= INSTRUCTIONS FOR THE TASK =
Summarize the forum thread below in two sentences.

#### SOURCE TEXT

Looks like Finale or Sibelius. It's just a pain in the butt to upload files that aren't one of the handful approved as attachments on this site.


----------



## AugmentedFourth (Dec 24, 2015)

wankerness said:


> Looks like Finale or Sibelius. It's just a pain in the butt to upload files that aren't one of the handful approved as attachments on this site.



Personally, I typically don't upload to the site, I just use mediafire.

Transcription looks great though. Thanks for the upload, man.


----------



## AngstRiddenDreams (Dec 25, 2015)

The wub wub wub's killed me


----------



## MattHood0 (Jan 4, 2016)

I do have MIDI (engraved with Lilypond), but as wankerness pointed out, attachments are a pain. Here's a dropbox link, to a zip with both the PDF and MIDI files. I'm not sure why I didn't think of that earlier.

https://www.dropbox.com/s/87ul0v75ghr19hk/The%20Grid%20%28Tigran%20Hamasyan%29.zip?dl=0


----------



## MattHood0 (Jan 4, 2016)

Does anyone have any requests, from Shadow Theatre or Mockroot? I'm just getting into to transcription, and The Grid was great fun. A part of me wants to tackle Out of the Grid, for completion's sake, but I also want to try something different.


----------



## wankerness (Jan 4, 2016)

MattHood0 said:


> Does anyone have any requests, from Shadow Theatre or Mockroot? I'm just getting into to transcription, and The Grid was great fun. A part of me wants to tackle Out of the Grid, for completion's sake, but I also want to try something different.



Road Song would be my vote. I started a powertab of it, but for obvious reasons that probably wouldn't be much help to you. I'll post it later anyway.


----------



## Zalbu (Jan 4, 2016)

MattHood0 said:


> Does anyone have any requests, from Shadow Theatre or Mockroot? I'm just getting into to transcription, and The Grid was great fun. A part of me wants to tackle Out of the Grid, for completion's sake, but I also want to try something different.


Drip from Shadow Theater would be neat, at least that one sounds like something us humans can play


----------



## wankerness (Jan 4, 2016)

Zalbu said:


> Drip from Shadow Theater would be neat, at least that one sounds like something us humans can play



I think that would be one of the most annoying to transcribe just cause of how nasty the rhythms are. It's easy to transcribe a million sixteenth notes in shifting time signatures, much less easy to transcribe super-weird syncopation in 4/4!

########
#### ENTRIES SHOWN

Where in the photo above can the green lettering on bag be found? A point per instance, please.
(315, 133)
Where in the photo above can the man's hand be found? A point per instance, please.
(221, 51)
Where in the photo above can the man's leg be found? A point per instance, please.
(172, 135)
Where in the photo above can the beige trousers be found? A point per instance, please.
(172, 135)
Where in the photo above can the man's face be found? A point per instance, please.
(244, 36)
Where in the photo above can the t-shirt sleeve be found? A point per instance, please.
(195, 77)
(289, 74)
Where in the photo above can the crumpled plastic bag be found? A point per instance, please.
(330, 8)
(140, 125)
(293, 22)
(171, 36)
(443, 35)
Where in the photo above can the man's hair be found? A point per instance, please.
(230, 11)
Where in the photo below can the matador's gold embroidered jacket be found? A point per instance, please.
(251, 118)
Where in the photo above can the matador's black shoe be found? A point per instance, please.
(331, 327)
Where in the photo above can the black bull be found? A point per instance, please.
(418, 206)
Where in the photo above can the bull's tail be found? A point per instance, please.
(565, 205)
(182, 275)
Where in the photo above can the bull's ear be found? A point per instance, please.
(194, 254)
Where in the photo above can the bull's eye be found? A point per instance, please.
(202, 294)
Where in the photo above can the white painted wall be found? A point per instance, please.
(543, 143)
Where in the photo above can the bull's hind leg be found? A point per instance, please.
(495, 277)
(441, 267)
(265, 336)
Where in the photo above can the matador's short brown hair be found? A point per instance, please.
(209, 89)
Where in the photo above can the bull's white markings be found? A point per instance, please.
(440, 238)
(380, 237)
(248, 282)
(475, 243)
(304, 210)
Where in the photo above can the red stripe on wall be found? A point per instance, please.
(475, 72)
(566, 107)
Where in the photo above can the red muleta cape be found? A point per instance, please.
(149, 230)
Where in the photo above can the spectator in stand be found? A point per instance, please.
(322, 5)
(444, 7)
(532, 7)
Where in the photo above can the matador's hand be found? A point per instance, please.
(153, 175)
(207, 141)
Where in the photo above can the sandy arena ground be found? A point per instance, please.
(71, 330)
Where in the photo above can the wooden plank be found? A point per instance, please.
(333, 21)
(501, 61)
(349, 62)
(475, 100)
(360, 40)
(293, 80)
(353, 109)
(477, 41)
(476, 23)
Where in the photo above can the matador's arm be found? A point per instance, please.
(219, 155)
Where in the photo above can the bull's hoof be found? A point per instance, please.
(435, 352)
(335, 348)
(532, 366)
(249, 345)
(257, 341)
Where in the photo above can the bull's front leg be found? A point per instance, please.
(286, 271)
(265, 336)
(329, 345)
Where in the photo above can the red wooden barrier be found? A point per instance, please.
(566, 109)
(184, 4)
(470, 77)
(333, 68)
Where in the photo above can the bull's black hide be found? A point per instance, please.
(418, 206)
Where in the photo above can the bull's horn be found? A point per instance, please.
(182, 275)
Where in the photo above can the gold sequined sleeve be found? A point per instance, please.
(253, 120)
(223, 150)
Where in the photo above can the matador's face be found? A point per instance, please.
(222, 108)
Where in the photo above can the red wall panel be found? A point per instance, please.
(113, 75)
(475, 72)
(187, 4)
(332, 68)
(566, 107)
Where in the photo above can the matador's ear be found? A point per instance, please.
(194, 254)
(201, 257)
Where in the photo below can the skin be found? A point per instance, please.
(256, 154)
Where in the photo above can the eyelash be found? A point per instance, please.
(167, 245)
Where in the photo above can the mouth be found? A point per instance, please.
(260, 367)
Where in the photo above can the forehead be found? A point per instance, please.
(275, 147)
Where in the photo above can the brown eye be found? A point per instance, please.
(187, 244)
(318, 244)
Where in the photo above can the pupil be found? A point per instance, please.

########

= WRITTEN SOLUTION =
Posters say it is a hassle to upload files as attachments on the site, so MattHood0 shares a Dropbox link to a zip containing the PDF and MIDI files of a transcription of The Grid. MattHood0 then asks for requests from Shadow Theatre or Mockroot: wankerness votes for Road Song, and Zalbu suggests Drip, which wankerness considers one of the most annoying to transcribe because of its nasty rhythms.